* **ФРАГМЕНТ ТЕКСТА**
■ ■ ■ ■
И тут мы снова возвращаемся к «Шествию волхвов в Вифлеем». То, что Козимо изображен в виде кающегося грешника в стороне от центра, но при этом его окружают люди влиятельные и обладающие властью, явно доказывает его желание произвести на зрителей определенное впечатление. Козимо хотел представить себя скромным человеком, который тем не менее находится в центре почти случайной паутины политических, интеллектуальных и финансовых связей.
Козимо можно считать личностью особо выдающейся в этом отношении. Но и торговые банкиры гораздо более скромных масштабов тоже испытывали аналогичное желание использовать искусство для демонстрации политических связей. Семейные капеллы стали идеальной площадкой для такого искусства лицемерия. Флоренция буквально битком набита примерами этого. Наиболее пристального рассмотрения заслуживают три работы, за каждой из которых стоит мрачная политическая драма.
Фреска Филиппино Липпи «Воскрешение сына Теофила и интронизация святого Петра» в капелле Бранкаччи в церкви Санта-Мария дель Кармине [ил. 20] является не столько изображением религиозной сцены, сколько визуальным выражением властной динамики во Флоренции эпохи Ренессанса. Меценат Феличе ди Микеле Бранкаччи был процветающим торговцем шелком. Одним из морских консулов Флоренции он стал благодаря своему богатству и браку с дочерью Паллы Строцци. Но в то же время он был человеком довольно нервным. Хотя Бранкаччи был очень богат и располагал связями, обеспечивающими ему определенный политический вес, он не был настолько значимым, чтобы не ощущать угрозы из-за серьезных сдвигов, происходивших во флорентийской политике в начале 1420-х гг. Стремясь одновременно и участвовать в политике, и дистанцироваться от нее, он поручил Филиппино Липпи написать фреску, на которой сам Бранкаччи и множество хорошо известных флорентийцев были свидетелями чудесного воскрешения сына Теофила. В толпе можно разглядеть лица не только самого Бранкаччи, но и Колюччо Салютати, поэта Луиджи Пульчи, торговца Пьеро ди Франческо дель Пульезе, Пьеро ди Якопо Гвиччардини (отца Франческо, историка) и Томмазо Содерини (отца Пьеро, позже ставшего пожизненным гонфалоньером Флоренции).
Замысел был грандиозным, но пользы Бранкаччи он не принес. Несмотря на хитроумную визуальную игру фрески Липпи, в борьбе между Альбицци и Медичи Феличе ди Микеле Бранкаччи поставил не на ту лошадь, и в 1434 г. отправился в изгнание вместе со своим родственником Паллой Строцци.
■ ■ ■ ■
* **Записи из набора данных с указанием точек**
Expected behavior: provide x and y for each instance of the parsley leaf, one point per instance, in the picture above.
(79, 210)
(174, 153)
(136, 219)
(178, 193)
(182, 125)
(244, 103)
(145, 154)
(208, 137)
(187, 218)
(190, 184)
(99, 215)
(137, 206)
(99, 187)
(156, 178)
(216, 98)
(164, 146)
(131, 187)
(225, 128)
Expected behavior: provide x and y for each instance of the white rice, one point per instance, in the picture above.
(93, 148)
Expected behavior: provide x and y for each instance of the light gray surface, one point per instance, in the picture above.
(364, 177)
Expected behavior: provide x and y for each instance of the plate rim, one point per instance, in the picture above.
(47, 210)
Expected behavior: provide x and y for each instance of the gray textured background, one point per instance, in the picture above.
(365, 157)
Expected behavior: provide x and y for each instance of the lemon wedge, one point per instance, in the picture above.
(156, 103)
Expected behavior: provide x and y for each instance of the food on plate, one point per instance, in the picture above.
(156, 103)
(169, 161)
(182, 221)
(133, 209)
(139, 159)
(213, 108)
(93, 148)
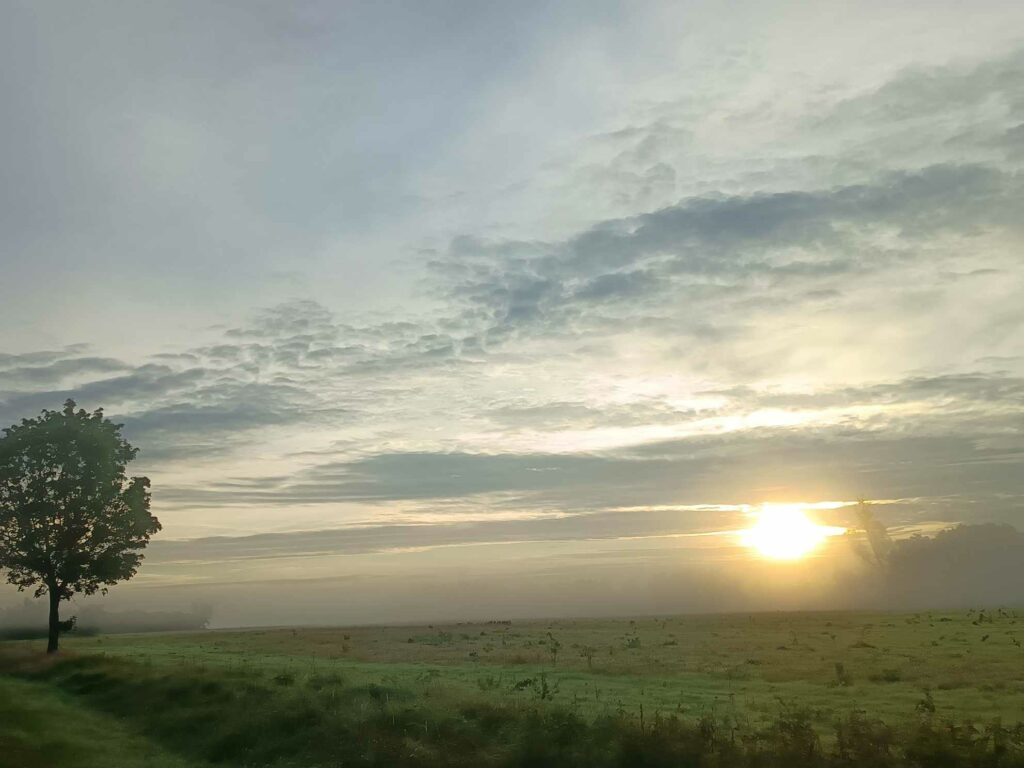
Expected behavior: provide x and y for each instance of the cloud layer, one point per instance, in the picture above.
(394, 287)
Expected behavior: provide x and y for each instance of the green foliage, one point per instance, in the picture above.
(71, 520)
(237, 717)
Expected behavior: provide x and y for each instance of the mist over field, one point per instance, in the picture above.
(461, 385)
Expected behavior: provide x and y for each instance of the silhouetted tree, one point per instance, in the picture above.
(71, 520)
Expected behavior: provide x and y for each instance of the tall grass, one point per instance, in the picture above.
(245, 719)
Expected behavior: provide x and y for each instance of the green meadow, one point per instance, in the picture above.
(818, 688)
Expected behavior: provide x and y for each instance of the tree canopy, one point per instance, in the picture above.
(71, 519)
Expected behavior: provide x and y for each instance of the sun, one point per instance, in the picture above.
(783, 531)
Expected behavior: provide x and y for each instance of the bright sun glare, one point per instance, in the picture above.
(783, 531)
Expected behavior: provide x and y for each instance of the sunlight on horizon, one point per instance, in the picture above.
(783, 531)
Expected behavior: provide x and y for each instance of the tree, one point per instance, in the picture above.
(71, 520)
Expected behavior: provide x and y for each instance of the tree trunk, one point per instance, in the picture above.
(54, 633)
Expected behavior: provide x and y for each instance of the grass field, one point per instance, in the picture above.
(468, 693)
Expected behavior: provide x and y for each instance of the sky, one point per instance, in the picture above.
(518, 307)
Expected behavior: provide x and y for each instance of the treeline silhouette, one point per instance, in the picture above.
(29, 621)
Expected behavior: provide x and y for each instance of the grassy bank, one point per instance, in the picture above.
(769, 690)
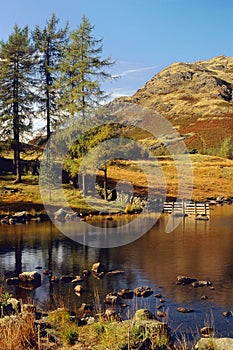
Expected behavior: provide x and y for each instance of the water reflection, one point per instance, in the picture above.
(198, 249)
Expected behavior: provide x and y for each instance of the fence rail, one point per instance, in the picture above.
(187, 208)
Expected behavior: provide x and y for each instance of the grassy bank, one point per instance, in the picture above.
(212, 178)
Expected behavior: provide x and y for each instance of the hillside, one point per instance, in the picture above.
(196, 98)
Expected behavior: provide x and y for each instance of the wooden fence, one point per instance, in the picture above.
(184, 208)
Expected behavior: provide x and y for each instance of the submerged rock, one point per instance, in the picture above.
(185, 280)
(30, 277)
(201, 284)
(126, 293)
(207, 331)
(184, 310)
(144, 291)
(98, 268)
(143, 314)
(111, 298)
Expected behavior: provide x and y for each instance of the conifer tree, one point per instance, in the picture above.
(17, 59)
(49, 43)
(82, 70)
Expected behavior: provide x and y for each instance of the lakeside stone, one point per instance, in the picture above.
(144, 291)
(185, 280)
(32, 277)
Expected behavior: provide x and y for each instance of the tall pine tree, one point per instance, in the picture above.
(17, 60)
(82, 70)
(49, 43)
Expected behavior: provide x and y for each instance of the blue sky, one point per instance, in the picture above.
(143, 36)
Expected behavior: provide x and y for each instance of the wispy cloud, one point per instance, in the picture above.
(132, 71)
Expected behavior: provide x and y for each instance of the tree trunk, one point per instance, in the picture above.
(105, 182)
(16, 143)
(84, 184)
(47, 107)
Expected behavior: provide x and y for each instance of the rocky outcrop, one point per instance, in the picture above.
(195, 97)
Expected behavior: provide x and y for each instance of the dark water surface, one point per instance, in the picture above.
(199, 249)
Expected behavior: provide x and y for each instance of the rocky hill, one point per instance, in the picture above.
(197, 98)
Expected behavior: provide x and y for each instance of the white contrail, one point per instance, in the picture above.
(131, 71)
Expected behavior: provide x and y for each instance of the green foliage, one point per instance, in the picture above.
(50, 43)
(4, 297)
(82, 70)
(17, 60)
(99, 328)
(70, 335)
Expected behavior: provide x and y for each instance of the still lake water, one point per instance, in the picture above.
(200, 249)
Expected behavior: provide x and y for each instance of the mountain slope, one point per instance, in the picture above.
(196, 97)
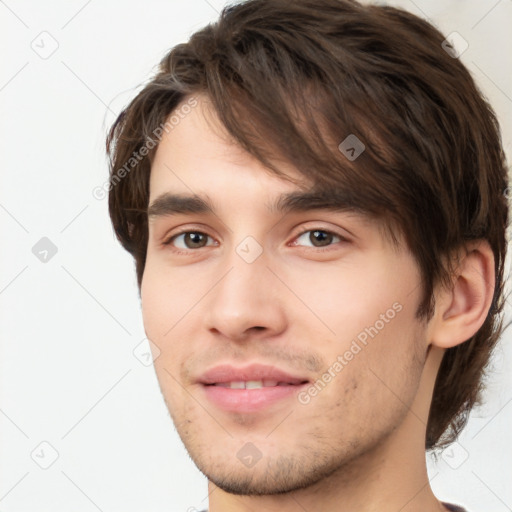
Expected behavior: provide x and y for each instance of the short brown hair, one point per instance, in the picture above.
(292, 80)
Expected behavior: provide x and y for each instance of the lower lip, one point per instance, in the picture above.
(249, 400)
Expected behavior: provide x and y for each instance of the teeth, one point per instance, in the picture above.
(254, 384)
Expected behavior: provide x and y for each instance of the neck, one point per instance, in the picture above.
(389, 477)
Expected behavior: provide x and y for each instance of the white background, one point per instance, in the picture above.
(69, 326)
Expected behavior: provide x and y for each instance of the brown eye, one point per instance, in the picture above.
(318, 238)
(189, 240)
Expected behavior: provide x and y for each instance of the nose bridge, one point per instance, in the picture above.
(244, 297)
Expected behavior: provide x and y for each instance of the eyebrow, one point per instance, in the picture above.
(174, 204)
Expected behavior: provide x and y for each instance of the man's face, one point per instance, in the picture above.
(316, 306)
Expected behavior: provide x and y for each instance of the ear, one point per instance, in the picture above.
(462, 309)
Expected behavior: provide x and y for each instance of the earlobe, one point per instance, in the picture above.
(462, 309)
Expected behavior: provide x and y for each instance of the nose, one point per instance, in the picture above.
(247, 301)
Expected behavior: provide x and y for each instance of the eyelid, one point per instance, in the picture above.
(333, 232)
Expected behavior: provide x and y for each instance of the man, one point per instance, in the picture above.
(314, 195)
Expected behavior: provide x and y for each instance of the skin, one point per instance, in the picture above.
(359, 443)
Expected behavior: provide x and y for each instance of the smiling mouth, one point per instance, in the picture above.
(254, 384)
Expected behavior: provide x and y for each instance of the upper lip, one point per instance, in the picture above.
(253, 372)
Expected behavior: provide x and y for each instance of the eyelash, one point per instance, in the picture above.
(169, 241)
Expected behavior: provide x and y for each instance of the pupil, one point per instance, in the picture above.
(320, 236)
(195, 238)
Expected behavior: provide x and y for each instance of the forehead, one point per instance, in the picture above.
(199, 168)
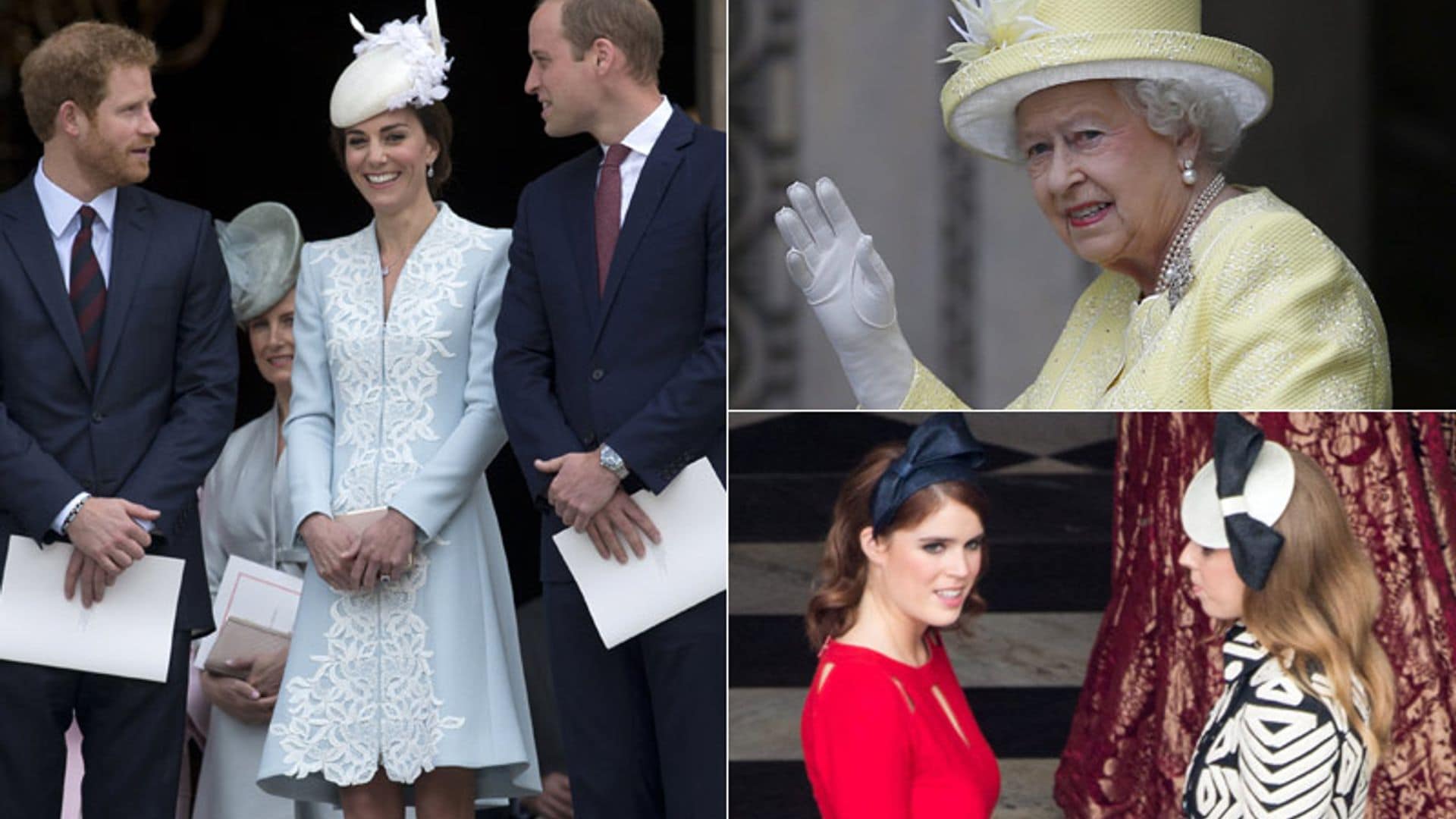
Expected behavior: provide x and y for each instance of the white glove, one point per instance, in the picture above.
(851, 290)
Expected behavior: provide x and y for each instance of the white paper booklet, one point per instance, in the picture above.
(128, 632)
(254, 592)
(688, 567)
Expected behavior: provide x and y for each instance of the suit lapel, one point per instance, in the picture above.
(647, 199)
(579, 212)
(128, 251)
(31, 240)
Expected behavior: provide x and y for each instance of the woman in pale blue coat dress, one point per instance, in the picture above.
(403, 681)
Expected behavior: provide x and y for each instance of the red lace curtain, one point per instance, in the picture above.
(1155, 670)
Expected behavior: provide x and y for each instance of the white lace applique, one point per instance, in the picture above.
(372, 703)
(372, 698)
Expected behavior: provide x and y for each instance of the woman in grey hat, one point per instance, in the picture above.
(245, 507)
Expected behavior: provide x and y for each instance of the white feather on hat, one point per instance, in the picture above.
(403, 64)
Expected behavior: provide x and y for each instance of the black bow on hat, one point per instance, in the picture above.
(1256, 545)
(941, 449)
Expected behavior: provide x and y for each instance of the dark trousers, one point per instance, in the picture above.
(645, 723)
(131, 739)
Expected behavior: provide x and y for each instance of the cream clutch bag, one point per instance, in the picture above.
(363, 519)
(242, 639)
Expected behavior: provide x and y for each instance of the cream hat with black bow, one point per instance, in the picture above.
(1014, 49)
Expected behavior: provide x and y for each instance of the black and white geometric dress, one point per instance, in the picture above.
(1270, 749)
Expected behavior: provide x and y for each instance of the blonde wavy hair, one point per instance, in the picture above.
(1318, 608)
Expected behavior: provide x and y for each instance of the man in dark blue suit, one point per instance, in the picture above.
(117, 390)
(610, 378)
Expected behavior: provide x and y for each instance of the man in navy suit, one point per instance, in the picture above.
(610, 378)
(117, 390)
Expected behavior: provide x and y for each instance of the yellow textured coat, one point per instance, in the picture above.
(1276, 318)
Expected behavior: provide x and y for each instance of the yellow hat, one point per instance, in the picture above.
(1014, 49)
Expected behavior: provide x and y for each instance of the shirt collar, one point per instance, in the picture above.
(60, 207)
(645, 134)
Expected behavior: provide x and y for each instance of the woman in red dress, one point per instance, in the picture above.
(887, 732)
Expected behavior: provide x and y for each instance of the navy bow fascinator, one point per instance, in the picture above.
(941, 449)
(1237, 445)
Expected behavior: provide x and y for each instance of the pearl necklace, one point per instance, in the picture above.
(1177, 270)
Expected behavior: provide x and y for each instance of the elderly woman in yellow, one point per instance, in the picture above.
(1123, 114)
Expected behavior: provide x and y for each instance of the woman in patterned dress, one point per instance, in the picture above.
(1310, 692)
(403, 682)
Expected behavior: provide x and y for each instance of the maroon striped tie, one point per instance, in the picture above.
(88, 289)
(609, 212)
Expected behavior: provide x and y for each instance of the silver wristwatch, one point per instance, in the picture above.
(612, 463)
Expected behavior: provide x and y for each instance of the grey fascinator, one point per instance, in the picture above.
(261, 251)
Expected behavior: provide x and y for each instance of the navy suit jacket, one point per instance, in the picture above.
(156, 416)
(639, 368)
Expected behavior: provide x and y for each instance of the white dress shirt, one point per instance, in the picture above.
(63, 216)
(639, 142)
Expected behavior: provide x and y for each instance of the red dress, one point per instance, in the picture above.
(878, 741)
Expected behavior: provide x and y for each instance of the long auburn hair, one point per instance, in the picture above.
(1318, 608)
(845, 570)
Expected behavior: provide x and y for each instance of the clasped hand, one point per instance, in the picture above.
(108, 539)
(253, 698)
(351, 563)
(851, 290)
(590, 499)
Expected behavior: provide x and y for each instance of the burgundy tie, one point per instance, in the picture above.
(609, 212)
(88, 289)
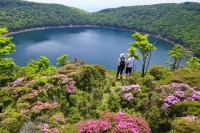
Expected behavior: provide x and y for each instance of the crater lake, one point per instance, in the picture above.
(92, 45)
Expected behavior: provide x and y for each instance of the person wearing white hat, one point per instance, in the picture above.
(121, 65)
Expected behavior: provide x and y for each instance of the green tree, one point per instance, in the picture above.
(62, 60)
(194, 63)
(177, 53)
(142, 44)
(7, 65)
(42, 64)
(6, 46)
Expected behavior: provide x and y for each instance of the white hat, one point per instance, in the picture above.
(122, 55)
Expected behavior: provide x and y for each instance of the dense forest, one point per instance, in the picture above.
(176, 22)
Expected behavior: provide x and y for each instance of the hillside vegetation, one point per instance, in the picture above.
(176, 22)
(84, 98)
(87, 98)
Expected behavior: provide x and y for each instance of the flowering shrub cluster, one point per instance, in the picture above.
(114, 123)
(127, 91)
(46, 129)
(191, 117)
(18, 82)
(187, 124)
(178, 92)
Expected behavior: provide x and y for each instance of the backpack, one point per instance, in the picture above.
(122, 62)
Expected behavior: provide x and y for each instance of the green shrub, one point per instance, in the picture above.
(183, 125)
(159, 72)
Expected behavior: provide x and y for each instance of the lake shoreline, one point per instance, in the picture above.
(75, 26)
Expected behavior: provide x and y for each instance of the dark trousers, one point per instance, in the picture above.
(119, 70)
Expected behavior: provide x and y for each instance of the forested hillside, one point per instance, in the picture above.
(176, 22)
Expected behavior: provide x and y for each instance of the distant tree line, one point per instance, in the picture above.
(176, 22)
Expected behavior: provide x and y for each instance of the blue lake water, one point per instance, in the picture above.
(92, 45)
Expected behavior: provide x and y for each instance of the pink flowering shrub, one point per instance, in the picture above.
(187, 124)
(46, 129)
(178, 92)
(18, 82)
(114, 123)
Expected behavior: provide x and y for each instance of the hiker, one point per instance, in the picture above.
(121, 65)
(129, 65)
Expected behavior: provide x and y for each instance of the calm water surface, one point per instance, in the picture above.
(91, 45)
■ ■ ■ ■
* **ЗАДАНИЕ 1**
Ответьте по фрагменту текста:
(a) Каким товаром торговал Феличе ди Микеле Бранкаччи?
(b) В каком году Бранкаччи отправился в изгнание?
(c) Что названо идеальной площадкой для искусства лицемерия?
* **ЗАДАНИЕ 2**
Замените во фрагменте текста «лошадь» на «карту» и приведите весь отрывок от «Замысел был грандиозным, но» вплоть до «родственником Паллой Строцци.».
Позиции из набора данных никак не связаны с фрагментом текста.

* **ПРАВИЛЬНЫЙ ОТВЕТ 1**
(a) Шелком.
(b) В 1434 г.
(c) Семейные капеллы.

* **ПРАВИЛЬНЫЙ ОТВЕТ 2**
Замысел был грандиозным, но пользы Бранкаччи он не принес. Несмотря на хитроумную визуальную игру фрески Липпи, в борьбе между Альбицци и Медичи Феличе ди Микеле Бранкаччи поставил не на ту карту, и в 1434 г. отправился в изгнание вместе со своим родственником Паллой Строцци.